Stated exercise: Copy every entry exactly.

## Start Material shown

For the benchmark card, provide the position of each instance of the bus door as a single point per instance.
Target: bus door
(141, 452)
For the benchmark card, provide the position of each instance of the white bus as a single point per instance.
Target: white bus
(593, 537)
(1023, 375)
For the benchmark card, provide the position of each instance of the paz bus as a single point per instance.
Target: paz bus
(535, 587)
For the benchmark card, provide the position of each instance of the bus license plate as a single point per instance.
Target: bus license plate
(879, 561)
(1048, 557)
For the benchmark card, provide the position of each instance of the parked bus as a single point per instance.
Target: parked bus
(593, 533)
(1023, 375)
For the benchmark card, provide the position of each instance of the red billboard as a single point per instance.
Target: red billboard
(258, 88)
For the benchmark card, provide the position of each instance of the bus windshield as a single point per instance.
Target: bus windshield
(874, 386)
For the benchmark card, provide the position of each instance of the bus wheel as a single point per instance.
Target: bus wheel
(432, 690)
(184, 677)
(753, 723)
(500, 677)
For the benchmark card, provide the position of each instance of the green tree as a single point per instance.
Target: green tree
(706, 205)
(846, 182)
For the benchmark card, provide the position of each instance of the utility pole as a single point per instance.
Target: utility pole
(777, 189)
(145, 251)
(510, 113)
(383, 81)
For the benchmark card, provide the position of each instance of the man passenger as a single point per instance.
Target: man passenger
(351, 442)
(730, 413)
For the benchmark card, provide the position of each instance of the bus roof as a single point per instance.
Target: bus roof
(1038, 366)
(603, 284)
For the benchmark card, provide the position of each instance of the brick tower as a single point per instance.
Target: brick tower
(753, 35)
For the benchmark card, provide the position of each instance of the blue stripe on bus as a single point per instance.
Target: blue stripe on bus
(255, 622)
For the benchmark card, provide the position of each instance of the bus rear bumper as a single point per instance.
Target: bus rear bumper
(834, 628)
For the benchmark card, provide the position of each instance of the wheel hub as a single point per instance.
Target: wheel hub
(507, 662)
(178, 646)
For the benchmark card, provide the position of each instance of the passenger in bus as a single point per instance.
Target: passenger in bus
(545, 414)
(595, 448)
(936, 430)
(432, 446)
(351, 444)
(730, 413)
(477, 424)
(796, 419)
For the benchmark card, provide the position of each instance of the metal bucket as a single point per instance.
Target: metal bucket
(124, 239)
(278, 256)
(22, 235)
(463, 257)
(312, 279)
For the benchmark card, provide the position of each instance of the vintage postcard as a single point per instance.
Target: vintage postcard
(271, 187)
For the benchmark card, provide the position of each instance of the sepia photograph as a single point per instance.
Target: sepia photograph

## End Material shown

Task result:
For the benchmark card, provide the position of each instance of the bus door as a single point per instance.
Target: bus door
(141, 452)
For the benchmark card, provide the position of each instance of the white bus as a single point per instance.
Target: white bus
(593, 537)
(1023, 375)
For the benchmark card, provide the position of each instance of the paz bus as a single point per instance.
Target: paz bus
(535, 587)
For the benchmark card, provide the position of each instance of the bus license plate as a single point per instance.
Target: bus license plate
(879, 561)
(1048, 557)
For the benchmark card, provide the position of each instance of the parked bus as a single point per instance.
Target: parked bus
(593, 533)
(1023, 375)
For the benchmark card, provide the position of each instance of the red billboard as a single point per instance.
Target: red billboard
(258, 88)
For the benchmark card, provide the position of each instance of the bus windshield as a single point per instance.
Target: bus windshield
(874, 386)
For the benchmark card, provide the position of each instance of the bus wheel as a single point per instance.
Target: bus wheel
(432, 690)
(184, 677)
(753, 723)
(500, 677)
For the benchmark card, provide the position of each instance of the green tree as a single point per instance.
Target: green tree
(706, 205)
(846, 182)
For the benchmark card, provide the position of each instance of the utility pole as a single point per instance.
Target: utility pole
(777, 189)
(145, 251)
(510, 113)
(383, 81)
For the benchmark card, provide the position of each instance of the man passenger as a single point per instance.
Target: man passenger
(351, 442)
(730, 413)
For the benchmark card, provide the position of each instance of the bus roof as a single point per instance.
Target: bus roof
(1038, 366)
(603, 284)
For the benchmark card, provide the position of each instance of the brick tower as a single point per instance.
Target: brick tower
(753, 35)
For the benchmark card, provide the position of each instance of the blue stripe on bus as a single point per instance.
Target: blue stripe on bus
(255, 622)
For the benchmark card, provide the position of each instance of the bus rear bumper as a single point per instance.
Target: bus rear bumper
(834, 628)
For the benchmark card, provide the position of each instance of the wheel hub as a single point per instance.
Target: wheel hub
(507, 662)
(178, 646)
For the benchmark card, provide the position of each instance of the passenger in bus as a single point per instance.
Target: passenger in bus
(545, 414)
(595, 448)
(936, 430)
(432, 446)
(351, 444)
(730, 413)
(477, 424)
(796, 419)
For the benchmark card, provide the position of each instance of the metal bucket as a single point per instance.
Target: metal bucket
(124, 239)
(278, 256)
(22, 235)
(463, 257)
(312, 279)
For the benchmark card, provide the position of each instance of the vintage postcard as a single point per instance.
Target: vintage postcard
(271, 187)
For the benchmark card, provide the position of each instance of the sepia photograph as a single point per instance.
Target: sepia photograph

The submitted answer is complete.